Rewrite all of the data below as a Markdown table with the columns Row and Line. Give each line its own numbered row and omit blank lines.

## start DATA FOR THE TASK

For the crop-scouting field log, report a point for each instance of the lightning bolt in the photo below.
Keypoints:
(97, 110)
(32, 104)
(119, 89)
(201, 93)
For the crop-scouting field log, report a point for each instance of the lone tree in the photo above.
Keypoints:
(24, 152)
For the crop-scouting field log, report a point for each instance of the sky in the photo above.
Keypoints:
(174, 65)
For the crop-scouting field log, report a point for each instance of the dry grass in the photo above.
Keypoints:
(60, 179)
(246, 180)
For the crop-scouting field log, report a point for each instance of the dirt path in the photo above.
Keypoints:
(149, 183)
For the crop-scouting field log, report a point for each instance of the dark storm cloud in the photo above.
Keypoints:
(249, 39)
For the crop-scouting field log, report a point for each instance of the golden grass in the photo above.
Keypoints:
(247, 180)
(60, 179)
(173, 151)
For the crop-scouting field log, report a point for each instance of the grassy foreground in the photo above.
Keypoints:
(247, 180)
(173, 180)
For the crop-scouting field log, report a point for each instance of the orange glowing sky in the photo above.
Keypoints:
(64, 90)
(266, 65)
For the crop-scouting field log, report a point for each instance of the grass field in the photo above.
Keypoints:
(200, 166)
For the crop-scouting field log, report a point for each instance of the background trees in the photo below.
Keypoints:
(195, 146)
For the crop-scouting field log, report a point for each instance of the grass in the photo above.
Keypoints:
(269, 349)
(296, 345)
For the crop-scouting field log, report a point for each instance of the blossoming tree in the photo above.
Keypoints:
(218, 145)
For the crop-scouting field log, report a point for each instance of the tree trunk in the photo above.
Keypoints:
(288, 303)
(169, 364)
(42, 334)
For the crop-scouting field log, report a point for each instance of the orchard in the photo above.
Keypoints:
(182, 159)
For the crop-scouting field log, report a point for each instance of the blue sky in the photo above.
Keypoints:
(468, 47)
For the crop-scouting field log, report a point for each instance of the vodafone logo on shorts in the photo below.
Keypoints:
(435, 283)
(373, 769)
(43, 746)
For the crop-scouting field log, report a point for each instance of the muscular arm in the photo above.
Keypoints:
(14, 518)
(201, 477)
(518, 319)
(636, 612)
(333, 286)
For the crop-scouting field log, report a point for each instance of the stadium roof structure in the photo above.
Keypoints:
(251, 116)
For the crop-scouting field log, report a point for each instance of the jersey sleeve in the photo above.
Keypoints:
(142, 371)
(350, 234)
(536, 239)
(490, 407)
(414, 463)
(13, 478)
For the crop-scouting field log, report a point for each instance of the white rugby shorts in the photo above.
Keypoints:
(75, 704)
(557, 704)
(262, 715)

## end DATA FOR THE TASK

**TASK RESPONSE**
| Row | Line |
|---|---|
| 1 | For the crop-scouting field log, report a point for each instance of the lightning bolt in the photo below. |
| 2 | Keypoints: |
| 3 | (97, 110) |
| 4 | (32, 104) |
| 5 | (119, 89) |
| 6 | (201, 93) |
| 7 | For the crop-scouting field log, report a point for each instance of the lone tree in the photo above. |
| 8 | Keypoints: |
| 9 | (24, 152) |
| 10 | For the crop-scouting field log, report a point for each instance of the sky in the photo above. |
| 11 | Keypoints: |
| 12 | (174, 65) |
| 13 | For the crop-scouting field log, report a point for each instance of the dry grass in the photo above. |
| 14 | Keypoints: |
| 15 | (60, 179) |
| 16 | (246, 180) |
| 17 | For the crop-scouting field log, report a point for each instance of the dirt path in the photo above. |
| 18 | Keypoints: |
| 19 | (149, 183) |
| 20 | For the crop-scouting field log, report a point for each instance of the dark storm cloud in the photo above. |
| 21 | Keypoints: |
| 22 | (249, 39) |
| 23 | For the crop-scouting field log, report a point for each instance of the golden grass in the photo above. |
| 24 | Keypoints: |
| 25 | (247, 180) |
| 26 | (60, 179) |
| 27 | (173, 151) |
| 28 | For the crop-scouting field log, report a point for each instance of the grassy foreground in the photo above. |
| 29 | Keypoints: |
| 30 | (247, 180) |
| 31 | (173, 180) |
| 32 | For the crop-scouting field log, report a point for each instance of the orange glowing sky in the photo above. |
| 33 | Keypoints: |
| 34 | (64, 90) |
| 35 | (266, 65) |
| 36 | For the crop-scouting field log, report a point for each instance of the grass field in the photo above. |
| 37 | Keypoints: |
| 38 | (200, 166) |
| 39 | For the crop-scouting field log, report a point for each instance of the background trees in the photo below. |
| 40 | Keypoints: |
| 41 | (195, 146) |
| 42 | For the crop-scouting field log, report a point for each instance of the grass in the photo above. |
| 43 | Keypoints: |
| 44 | (269, 349) |
| 45 | (296, 345) |
| 46 | For the crop-scouting field log, report a point for each instance of the blossoming tree in the photo above. |
| 47 | Keypoints: |
| 48 | (218, 145) |
| 49 | For the crop-scouting field log, report a point for each instance of the tree trunk in the photo above. |
| 50 | Keypoints: |
| 51 | (288, 303) |
| 52 | (169, 364) |
| 53 | (42, 334) |
| 54 | For the crop-scouting field log, report a point for each instance of the orchard in the photo above. |
| 55 | Keypoints: |
| 56 | (182, 159) |
| 57 | For the crop-scouting field log, report a point for each instance of the blue sky in the photo above. |
| 58 | Keypoints: |
| 59 | (468, 47) |
| 60 | For the crop-scouting field log, report a point for each instance of the vodafone logo on shorts in the photo below. |
| 61 | Keypoints: |
| 62 | (435, 283) |
| 63 | (373, 769) |
| 64 | (43, 746) |
| 65 | For the crop-scouting field log, report a point for each instance of the muscular arm in the photo above. |
| 66 | Keypoints: |
| 67 | (14, 518) |
| 68 | (201, 477) |
| 69 | (518, 319) |
| 70 | (636, 612) |
| 71 | (333, 286) |
| 72 | For the crop-scouting field log, report a point for each instance of the stadium roof structure in the photo above. |
| 73 | Keypoints: |
| 74 | (251, 116) |
| 75 | For the crop-scouting field log, report a point for each instance of the jersey sleeve in the photo above. |
| 76 | Keypoints: |
| 77 | (142, 371) |
| 78 | (350, 234) |
| 79 | (536, 239) |
| 80 | (490, 407) |
| 81 | (414, 463) |
| 82 | (13, 478) |
| 83 | For the crop-scouting field log, report a point for each instance of the white rugby shorts in the photo above. |
| 84 | Keypoints: |
| 85 | (75, 704) |
| 86 | (557, 704) |
| 87 | (262, 715) |